EXCERPT PROVIDED =
_ _ _ _ _

# R4 You & Yours on cycling safety



## the snail (19 Apr 2011)

Today on radio 4 at 12.00 they are inviting calls on the subject of how 'we can make cycling safer and what cyclists can do for their own safety'....


----------



## mr Mag00 (19 Apr 2011)

beat me to it.....interesting listen i feel


----------



## Glow worm (19 Apr 2011)

Heads up for a programme coming up in a bit that may be of interest on R4. I've just heard a trailer for it saying it will be about how to make the roads safer for cyclists, with particular focus on HGVs. They also mentioned the 'Save a Cyclist' campaign- should be interesting.
See My link


----------



## sheddy (19 Apr 2011)

details on http://www.bbc.co.uk/programmes/b010gb8z 
call 03700 100 444 or email youandyours@bbc.co.uk


----------



## benb (19 Apr 2011)

I won't be able to call, but I'll listen in at work.


----------



## benb (19 Apr 2011)

Also discussed here.
https://www.cyclechat.net/


----------



## Origamist (19 Apr 2011)

First caller is a prat. I'll keep you updated.


----------



## benborp (19 Apr 2011)

Great start with Adrian in Bristol.


----------



## mr Mag00 (19 Apr 2011)

i agree origamist


----------



## Origamist (19 Apr 2011)

Second caller better. Facts and stats on the way...


----------



## Origamist (19 Apr 2011)

Third caller, Elizabeth struggled a bit.

Roger Geffen from the CTC is on.


----------



## Origamist (19 Apr 2011)

Geffen did fine.

Solicitor form Russell, Jones and Walker now on.


----------



## Origamist (19 Apr 2011)

Gaz is on!


----------



## mr Mag00 (19 Apr 2011)

yay the VED arguement.


----------



## Origamist (19 Apr 2011)

Journalist from The Independent - pretty good stuff.


----------



## mr Mag00 (19 Apr 2011)

oh was that GAZ, not bad!


----------



## Origamist (19 Apr 2011)

Kate Cairns - See Me, Save Me. Articulate and passionate about HGVs.


----------



## Origamist (19 Apr 2011)

Road Haulage Association speaker. Anti-sensors, unsure of technological developments. Pushing for "sharing space" responsibly.

Off to ride my bike in the sun.


----------



## trio25 (19 Apr 2011)

Oh dear, cyclists must use cycle lanes!


----------



## benb (19 Apr 2011)

That email "Cyclists should be licensed - I'm sick of them running red lights, putting everyone at risk"

Yes, because licensing has stopped all motorists from doing that!

Also, this lorry driver on now is a prat.


----------



## gaz (19 Apr 2011)

Origamist said:


> Gaz is on!



I haven't heard what i said, certainly hard to get a good and strong point across whilst you are under pressure!

_ _ _ _ _

TASKS TO CARRY OUT =
(a) List every person the forum thread about the Radio 4 cycling safety program names as a caller or speaker on the broadcast.
(b) In the forum thread about the Radio 4 cycling safety program, why does benb dismiss the emailed claim that cyclists should be licensed?
(c) Carry on the forum thread about the Radio 4 cycling safety program from its last post.
You won't need the data that comes next.

Items from a data source:
_ _ _ _ _

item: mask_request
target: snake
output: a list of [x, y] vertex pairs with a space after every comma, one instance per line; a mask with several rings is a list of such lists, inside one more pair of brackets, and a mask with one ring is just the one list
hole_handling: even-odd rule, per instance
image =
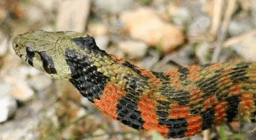
[[158, 72], [108, 54], [86, 33], [37, 30], [12, 42], [28, 64], [69, 81], [104, 114], [141, 132], [178, 138], [238, 117], [255, 122], [255, 62]]

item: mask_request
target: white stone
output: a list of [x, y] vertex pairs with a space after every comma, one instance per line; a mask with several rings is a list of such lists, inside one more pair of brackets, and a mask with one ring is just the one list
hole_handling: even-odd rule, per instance
[[60, 1], [57, 17], [57, 30], [84, 32], [90, 2], [90, 0]]
[[134, 41], [121, 41], [118, 46], [124, 52], [127, 53], [130, 58], [143, 57], [148, 48], [146, 43]]

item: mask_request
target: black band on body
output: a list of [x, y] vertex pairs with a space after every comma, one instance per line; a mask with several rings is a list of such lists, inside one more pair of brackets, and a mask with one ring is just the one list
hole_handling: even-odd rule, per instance
[[227, 102], [227, 122], [231, 122], [238, 114], [238, 105], [240, 101], [240, 97], [233, 96], [226, 99]]
[[159, 125], [166, 125], [169, 127], [168, 135], [172, 138], [178, 138], [185, 136], [187, 131], [187, 122], [184, 118], [178, 119], [160, 119]]
[[234, 83], [245, 82], [249, 78], [246, 76], [246, 69], [249, 67], [249, 64], [239, 63], [232, 68], [232, 71], [230, 73], [231, 80]]
[[66, 51], [66, 61], [72, 72], [70, 82], [79, 92], [89, 101], [94, 102], [103, 94], [109, 78], [97, 71], [96, 67], [91, 67], [90, 63], [78, 58], [75, 50]]
[[201, 112], [201, 116], [203, 118], [202, 129], [205, 130], [211, 127], [214, 120], [214, 110], [213, 108], [208, 109], [205, 111]]
[[117, 105], [117, 119], [133, 128], [141, 130], [144, 121], [141, 112], [138, 110], [137, 103], [144, 86], [147, 84], [147, 80], [143, 77], [132, 77], [128, 80], [125, 89], [127, 94], [119, 101]]

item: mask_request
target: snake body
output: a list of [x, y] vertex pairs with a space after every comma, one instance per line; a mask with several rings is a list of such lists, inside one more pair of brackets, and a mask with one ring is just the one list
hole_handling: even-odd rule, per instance
[[255, 122], [255, 62], [155, 72], [109, 54], [93, 38], [73, 32], [38, 30], [16, 36], [13, 45], [29, 65], [68, 80], [103, 113], [141, 132], [177, 138], [238, 115]]

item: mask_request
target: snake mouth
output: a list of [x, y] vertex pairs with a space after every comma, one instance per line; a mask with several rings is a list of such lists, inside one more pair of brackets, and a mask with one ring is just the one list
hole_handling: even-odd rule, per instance
[[16, 37], [14, 38], [13, 39], [13, 49], [15, 51], [15, 53], [19, 56], [20, 57], [21, 57], [23, 56], [23, 53], [21, 53], [23, 51], [23, 47], [20, 46], [20, 39], [21, 38], [21, 35], [18, 35]]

_ _ _ _ _

PER-TASK ANSWERS =
(a) Adrian in Bristol, Elizabeth, Roger Geffen, Gaz, Kate Cairns

(b) benb points out that licensing has not stopped motorists from running red lights, so licensing cyclists would not stop it either.

(c)
I had a lot more which i could have talked about but i was limited.


----------



## gaz (19 Apr 2011)

The lorry driver on now has some good points. but he falls flat on his face when he says we should use cycle lanes!


----------



## Bigsharn (19 Apr 2011)

Well after listening in, I doubt very much if it'll have made a difference. There were people suggesting greatly segregated cycle lanes (and someone suggesting confining bikes to the pavement) and nobody seemed to bat an eyelid. Glad that the presenter rubbished the road tax issue right at the start though.


----------



## Glow worm (19 Apr 2011)

gaz said:


> The lorry driver on now has some good points. but he falls flat on his face when he says we should use cycle lanes!



Well done Gaz- top marks. Yes I thought the lorry driver was doing OK til then, although he seemed to think that also being a motorcyclist gave him insight into what it's like to be a cyclist- lots of motorists come out with that. My heart bleeds for the man whose poor son had his car's paintwork spoilt by a cyclist bouncing off his bonnet. Poor lamb. Honestly, dealing with motorists is like dealing with spolt children sometimes.

Generally though, it was certainly a more balanced programme than some I've heard. Good to hear the concept of shared space and the importance of good manners highlighted. And at least they didn't wheel out that chinless wonder from the RAC (forget the moron's name). The CTC guy was great.


----------



## benborp (19 Apr 2011)

After a worrying start - I was concerned that Adrian might set the tone (however his response to 'but won't that put off occasional cyclists?' was to go silent for three or four seconds and then mutter 'You've got a point.' I wish other muppets had that degree of awareness), it was a pretty good programme. The main contributors didn't seem to have been set up as adversaries and produced some decent discussion. The less impressive phone ins and e-mails didn't get too much prominence and the better callers were given the opportunity to get their points across well.
Each time there is a high profile, well argued, discussion such as this, it makes it harder for people to trot out the rubbish we usually hear in phone ins as their opinions will be much more easily dismissed and less likely to be accommodated by the producers of the next piece.


----------



## Klaus (19 Apr 2011)

Bigsharn said:


> Well after listening in, I doubt very much if it'll have made a difference. There were people suggesting greatly segregated cycle lanes (and someone suggesting confining bikes to the pavement) and nobody seemed to bat an eyelid. Glad that the presenter rubbished the road tax issue right at the start though.



I started listening whilst having my sandwiches, and after the first couple of callers I decided to get on my bike for a few miles. Beats talking about it anytime!


----------



## benb (19 Apr 2011)

I wouldn't have too much of a problem with segregated cycle lanes, as long as:

they were given the same priority as roads (not having to give way at side junctions)
they were maintained to the same standard as roads
we didn't have to pay extra
But seeing as those requirements are already served by the road network, it would be a large additional cost at not much benefit.


----------



## benb (19 Apr 2011)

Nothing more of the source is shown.